Texte fourni:
_ _ _ _ _ _ _

66 - Gagner ou perdre un tournoi (22 février 18)



Bonjour,

J’ai suivi le weekend du Tour Européen et du PGA Tour pour illustrer deux événements qui me touchent de près. Je crois avoir fait du sport toute ma vie. Le sport m’a aidé à me construire professionnellement et personnellement. Est venu le moment de transmettre ce que j’ai appris du sport et de l’éducation.

Aucune suffisance dans cette attitude, juste mettre des choses à leur place entre le rêve et la réalité des batailles pour un bout de victoire. Le monde médiatique nouveau fausse la réalité du monde dans lequel nous vivons.

Pour notre sport favori, nous n’avons pas de locomotive. L’événement de la Ryder Cup fera en son temps son effet mais l’effet escompté par la FFG au-delà de cette année sera-t-il efficient ? J’ai déjà donné mon avis sur le mal que rencontre le golf, dans le monde entier. L’enseignement tarde à se renouveler, il s’appuie sur la seule logique technique du swing, du matériel, du physique. Une partie du cerveau des joueurs est seulement sollicitée et avant que ce dernier comprenne qu’il doit en faire plus pour être performant trop de temps a passé. Il est dépassé chez nous en France plus que partout ailleurs.

Si je prends les résultats secs des joueurs français du week-end à Oman, Pavon était premier le soir du cut. Guerrier l’a remplacé le lendemain et Levy est venu finir sur ses talons au dernier jour. Cela se passe souvent comme cela mais c’est aussi ce sport qui veut ça. Les variables en sont multiples.

Qu’est-ce qui manque donc pour gagner un tournoi comme le faisait un temps Tiger Woods, en tête le vendredi ou samedi et vainqueur le dimanche. Il avait rassemblé toutes ses forces et avait un temps d’avance sur ses concurrents. Son apprentissage avait été différent.

_ _ _ _ _ _ _

(Lignes de données)
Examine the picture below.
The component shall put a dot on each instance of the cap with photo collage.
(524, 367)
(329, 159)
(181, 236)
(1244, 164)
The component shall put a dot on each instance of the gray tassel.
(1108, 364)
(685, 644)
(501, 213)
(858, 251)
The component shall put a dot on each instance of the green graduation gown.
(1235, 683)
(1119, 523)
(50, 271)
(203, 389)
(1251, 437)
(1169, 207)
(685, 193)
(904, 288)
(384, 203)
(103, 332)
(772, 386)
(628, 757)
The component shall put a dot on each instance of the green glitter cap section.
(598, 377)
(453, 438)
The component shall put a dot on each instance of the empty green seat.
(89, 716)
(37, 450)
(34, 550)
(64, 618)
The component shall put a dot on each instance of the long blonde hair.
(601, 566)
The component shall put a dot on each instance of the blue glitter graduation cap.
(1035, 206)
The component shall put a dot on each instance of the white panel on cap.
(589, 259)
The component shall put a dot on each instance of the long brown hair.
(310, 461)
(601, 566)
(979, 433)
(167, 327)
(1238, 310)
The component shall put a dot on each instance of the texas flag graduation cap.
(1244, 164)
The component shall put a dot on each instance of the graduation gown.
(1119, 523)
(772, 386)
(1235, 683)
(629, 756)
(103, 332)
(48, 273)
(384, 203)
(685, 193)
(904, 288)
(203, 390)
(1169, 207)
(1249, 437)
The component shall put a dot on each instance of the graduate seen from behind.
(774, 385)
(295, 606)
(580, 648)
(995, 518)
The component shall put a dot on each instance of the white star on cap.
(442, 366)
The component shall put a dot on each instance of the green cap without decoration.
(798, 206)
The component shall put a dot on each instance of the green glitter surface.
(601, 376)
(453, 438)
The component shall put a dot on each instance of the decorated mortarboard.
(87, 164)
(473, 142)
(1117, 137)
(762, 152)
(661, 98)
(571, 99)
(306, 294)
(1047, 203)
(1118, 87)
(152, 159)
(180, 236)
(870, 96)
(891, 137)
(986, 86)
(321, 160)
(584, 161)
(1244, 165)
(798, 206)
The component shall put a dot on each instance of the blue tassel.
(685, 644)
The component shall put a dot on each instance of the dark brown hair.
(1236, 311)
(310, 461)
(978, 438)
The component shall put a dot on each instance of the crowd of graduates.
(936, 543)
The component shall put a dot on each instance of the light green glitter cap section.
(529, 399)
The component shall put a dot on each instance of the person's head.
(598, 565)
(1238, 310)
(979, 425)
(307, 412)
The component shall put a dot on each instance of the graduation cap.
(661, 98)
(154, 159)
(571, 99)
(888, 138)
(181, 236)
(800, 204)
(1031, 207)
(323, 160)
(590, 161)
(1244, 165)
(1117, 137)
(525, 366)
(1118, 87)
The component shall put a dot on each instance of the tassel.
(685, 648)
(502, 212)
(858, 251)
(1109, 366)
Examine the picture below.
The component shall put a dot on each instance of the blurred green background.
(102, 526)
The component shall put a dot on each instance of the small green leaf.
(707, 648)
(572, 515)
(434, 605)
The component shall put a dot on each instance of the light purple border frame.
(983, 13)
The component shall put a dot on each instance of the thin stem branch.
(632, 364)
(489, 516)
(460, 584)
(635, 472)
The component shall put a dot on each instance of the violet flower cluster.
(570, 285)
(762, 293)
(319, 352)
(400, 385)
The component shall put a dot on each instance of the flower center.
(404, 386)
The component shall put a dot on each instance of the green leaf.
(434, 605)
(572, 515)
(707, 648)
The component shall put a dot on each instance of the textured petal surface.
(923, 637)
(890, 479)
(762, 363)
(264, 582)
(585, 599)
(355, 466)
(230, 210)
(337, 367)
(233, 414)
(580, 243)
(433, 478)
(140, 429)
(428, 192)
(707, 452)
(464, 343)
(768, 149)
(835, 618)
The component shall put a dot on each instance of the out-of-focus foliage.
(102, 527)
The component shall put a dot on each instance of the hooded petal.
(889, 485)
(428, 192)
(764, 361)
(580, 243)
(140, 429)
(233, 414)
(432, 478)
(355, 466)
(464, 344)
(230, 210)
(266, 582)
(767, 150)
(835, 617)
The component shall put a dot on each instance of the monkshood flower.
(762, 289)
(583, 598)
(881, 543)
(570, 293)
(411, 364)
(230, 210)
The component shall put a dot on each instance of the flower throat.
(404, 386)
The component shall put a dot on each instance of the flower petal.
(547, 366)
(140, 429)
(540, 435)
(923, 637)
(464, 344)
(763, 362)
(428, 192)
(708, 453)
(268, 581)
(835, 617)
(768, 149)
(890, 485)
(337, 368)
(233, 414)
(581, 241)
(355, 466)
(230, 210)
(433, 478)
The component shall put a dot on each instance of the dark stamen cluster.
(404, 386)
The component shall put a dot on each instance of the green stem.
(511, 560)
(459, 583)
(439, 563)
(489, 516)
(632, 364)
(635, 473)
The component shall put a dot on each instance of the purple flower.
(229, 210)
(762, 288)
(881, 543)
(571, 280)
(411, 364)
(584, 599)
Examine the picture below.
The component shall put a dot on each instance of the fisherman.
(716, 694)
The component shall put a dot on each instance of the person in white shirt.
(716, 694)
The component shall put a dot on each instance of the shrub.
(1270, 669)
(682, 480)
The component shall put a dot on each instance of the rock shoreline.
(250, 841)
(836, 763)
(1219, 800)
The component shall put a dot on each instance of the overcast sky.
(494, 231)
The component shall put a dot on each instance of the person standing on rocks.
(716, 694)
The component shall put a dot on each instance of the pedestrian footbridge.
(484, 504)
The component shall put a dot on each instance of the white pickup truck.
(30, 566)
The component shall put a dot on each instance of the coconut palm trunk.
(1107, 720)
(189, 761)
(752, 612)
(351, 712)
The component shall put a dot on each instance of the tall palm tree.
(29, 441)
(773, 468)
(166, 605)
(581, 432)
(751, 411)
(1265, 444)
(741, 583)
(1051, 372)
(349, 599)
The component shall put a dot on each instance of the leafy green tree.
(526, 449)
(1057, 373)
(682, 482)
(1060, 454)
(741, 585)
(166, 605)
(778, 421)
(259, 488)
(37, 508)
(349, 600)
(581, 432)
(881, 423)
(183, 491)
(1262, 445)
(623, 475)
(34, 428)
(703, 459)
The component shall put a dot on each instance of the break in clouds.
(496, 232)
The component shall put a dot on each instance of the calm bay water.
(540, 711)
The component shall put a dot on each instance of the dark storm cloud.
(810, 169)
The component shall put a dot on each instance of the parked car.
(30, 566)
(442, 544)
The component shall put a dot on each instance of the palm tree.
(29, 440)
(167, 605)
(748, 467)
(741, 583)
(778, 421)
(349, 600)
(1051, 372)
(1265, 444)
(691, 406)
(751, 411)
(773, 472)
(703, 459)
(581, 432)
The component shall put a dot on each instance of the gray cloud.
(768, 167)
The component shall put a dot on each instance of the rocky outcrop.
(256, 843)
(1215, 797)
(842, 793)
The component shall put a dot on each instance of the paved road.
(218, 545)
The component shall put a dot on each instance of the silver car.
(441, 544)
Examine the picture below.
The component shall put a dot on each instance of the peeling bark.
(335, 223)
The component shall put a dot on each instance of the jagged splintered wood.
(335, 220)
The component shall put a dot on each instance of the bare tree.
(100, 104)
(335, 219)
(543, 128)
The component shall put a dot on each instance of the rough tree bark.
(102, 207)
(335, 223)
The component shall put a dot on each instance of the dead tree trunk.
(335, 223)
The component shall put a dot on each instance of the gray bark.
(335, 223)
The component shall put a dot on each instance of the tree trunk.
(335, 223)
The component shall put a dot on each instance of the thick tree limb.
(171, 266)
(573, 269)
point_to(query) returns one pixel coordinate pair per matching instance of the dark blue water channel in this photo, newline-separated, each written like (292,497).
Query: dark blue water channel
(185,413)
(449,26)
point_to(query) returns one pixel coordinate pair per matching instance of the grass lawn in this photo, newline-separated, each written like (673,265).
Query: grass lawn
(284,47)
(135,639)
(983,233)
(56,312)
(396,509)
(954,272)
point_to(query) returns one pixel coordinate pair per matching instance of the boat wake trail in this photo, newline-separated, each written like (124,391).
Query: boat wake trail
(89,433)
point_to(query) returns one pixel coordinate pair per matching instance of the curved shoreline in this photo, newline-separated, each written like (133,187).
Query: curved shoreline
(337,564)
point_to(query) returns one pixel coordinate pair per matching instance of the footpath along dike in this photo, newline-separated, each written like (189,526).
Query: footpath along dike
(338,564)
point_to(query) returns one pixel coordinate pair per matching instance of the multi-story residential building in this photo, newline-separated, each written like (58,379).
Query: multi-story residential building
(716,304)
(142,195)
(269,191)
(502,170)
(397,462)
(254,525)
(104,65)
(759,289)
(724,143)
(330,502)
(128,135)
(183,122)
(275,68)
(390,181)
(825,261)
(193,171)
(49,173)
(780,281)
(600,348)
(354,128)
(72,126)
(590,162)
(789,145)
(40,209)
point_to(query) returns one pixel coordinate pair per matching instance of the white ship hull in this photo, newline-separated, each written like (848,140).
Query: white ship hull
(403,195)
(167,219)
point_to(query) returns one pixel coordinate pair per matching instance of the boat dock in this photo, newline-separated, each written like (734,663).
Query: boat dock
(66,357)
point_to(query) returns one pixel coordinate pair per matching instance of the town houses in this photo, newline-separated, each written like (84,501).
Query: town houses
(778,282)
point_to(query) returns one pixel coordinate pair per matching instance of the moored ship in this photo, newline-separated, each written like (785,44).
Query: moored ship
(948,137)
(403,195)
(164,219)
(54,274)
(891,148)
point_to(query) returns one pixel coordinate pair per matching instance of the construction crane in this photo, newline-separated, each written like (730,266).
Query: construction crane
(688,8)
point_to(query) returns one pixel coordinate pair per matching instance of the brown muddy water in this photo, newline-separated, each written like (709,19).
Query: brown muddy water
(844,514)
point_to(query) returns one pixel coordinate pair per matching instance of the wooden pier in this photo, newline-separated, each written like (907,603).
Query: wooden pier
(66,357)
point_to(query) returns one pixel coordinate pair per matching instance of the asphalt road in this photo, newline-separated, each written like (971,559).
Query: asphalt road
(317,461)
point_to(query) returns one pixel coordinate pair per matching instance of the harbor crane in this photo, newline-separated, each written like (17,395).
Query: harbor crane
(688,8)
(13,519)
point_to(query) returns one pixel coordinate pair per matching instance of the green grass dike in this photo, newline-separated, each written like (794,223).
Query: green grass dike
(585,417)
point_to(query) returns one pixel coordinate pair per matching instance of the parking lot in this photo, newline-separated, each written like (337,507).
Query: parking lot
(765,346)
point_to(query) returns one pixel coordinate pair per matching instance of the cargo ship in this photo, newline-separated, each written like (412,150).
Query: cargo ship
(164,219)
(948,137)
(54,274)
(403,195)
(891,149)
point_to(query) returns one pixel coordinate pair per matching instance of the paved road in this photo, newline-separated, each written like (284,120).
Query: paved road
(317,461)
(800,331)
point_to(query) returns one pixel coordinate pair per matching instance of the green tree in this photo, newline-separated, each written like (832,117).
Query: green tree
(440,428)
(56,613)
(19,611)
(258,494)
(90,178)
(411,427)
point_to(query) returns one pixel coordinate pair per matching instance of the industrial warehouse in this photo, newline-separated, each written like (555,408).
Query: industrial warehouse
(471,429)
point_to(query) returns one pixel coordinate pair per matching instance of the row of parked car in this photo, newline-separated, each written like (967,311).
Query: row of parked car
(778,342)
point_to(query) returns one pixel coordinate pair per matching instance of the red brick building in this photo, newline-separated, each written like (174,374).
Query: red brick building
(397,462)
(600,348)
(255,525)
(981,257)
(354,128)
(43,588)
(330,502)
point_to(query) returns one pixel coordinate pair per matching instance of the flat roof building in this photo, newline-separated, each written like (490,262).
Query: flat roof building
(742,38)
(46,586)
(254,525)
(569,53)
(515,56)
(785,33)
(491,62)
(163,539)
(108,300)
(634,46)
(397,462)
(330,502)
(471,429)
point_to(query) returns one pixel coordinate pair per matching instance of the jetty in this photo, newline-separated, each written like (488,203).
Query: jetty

_ _ _ _ _ _ _

Reproduisez fidèlement tout le passage du texte sur le golf, depuis « J’ai suivi le » jusqu'à « lequel nous vivons. » inclus. Le matériel ci-dessus provient d'une autre source.

J’ai suivi le weekend du Tour Européen et du PGA Tour pour illustrer deux événements qui me touchent de près. Je crois avoir fait du sport toute ma vie. Le sport m’a aidé à me construire professionnellement et personnellement. Est venu le moment de transmettre ce que j’ai appris du sport et de l’éducation.

Aucune suffisance dans cette attitude, juste mettre des choses à leur place entre le rêve et la réalité des batailles pour un bout de victoire. Le monde médiatique nouveau fausse la réalité du monde dans lequel nous vivons.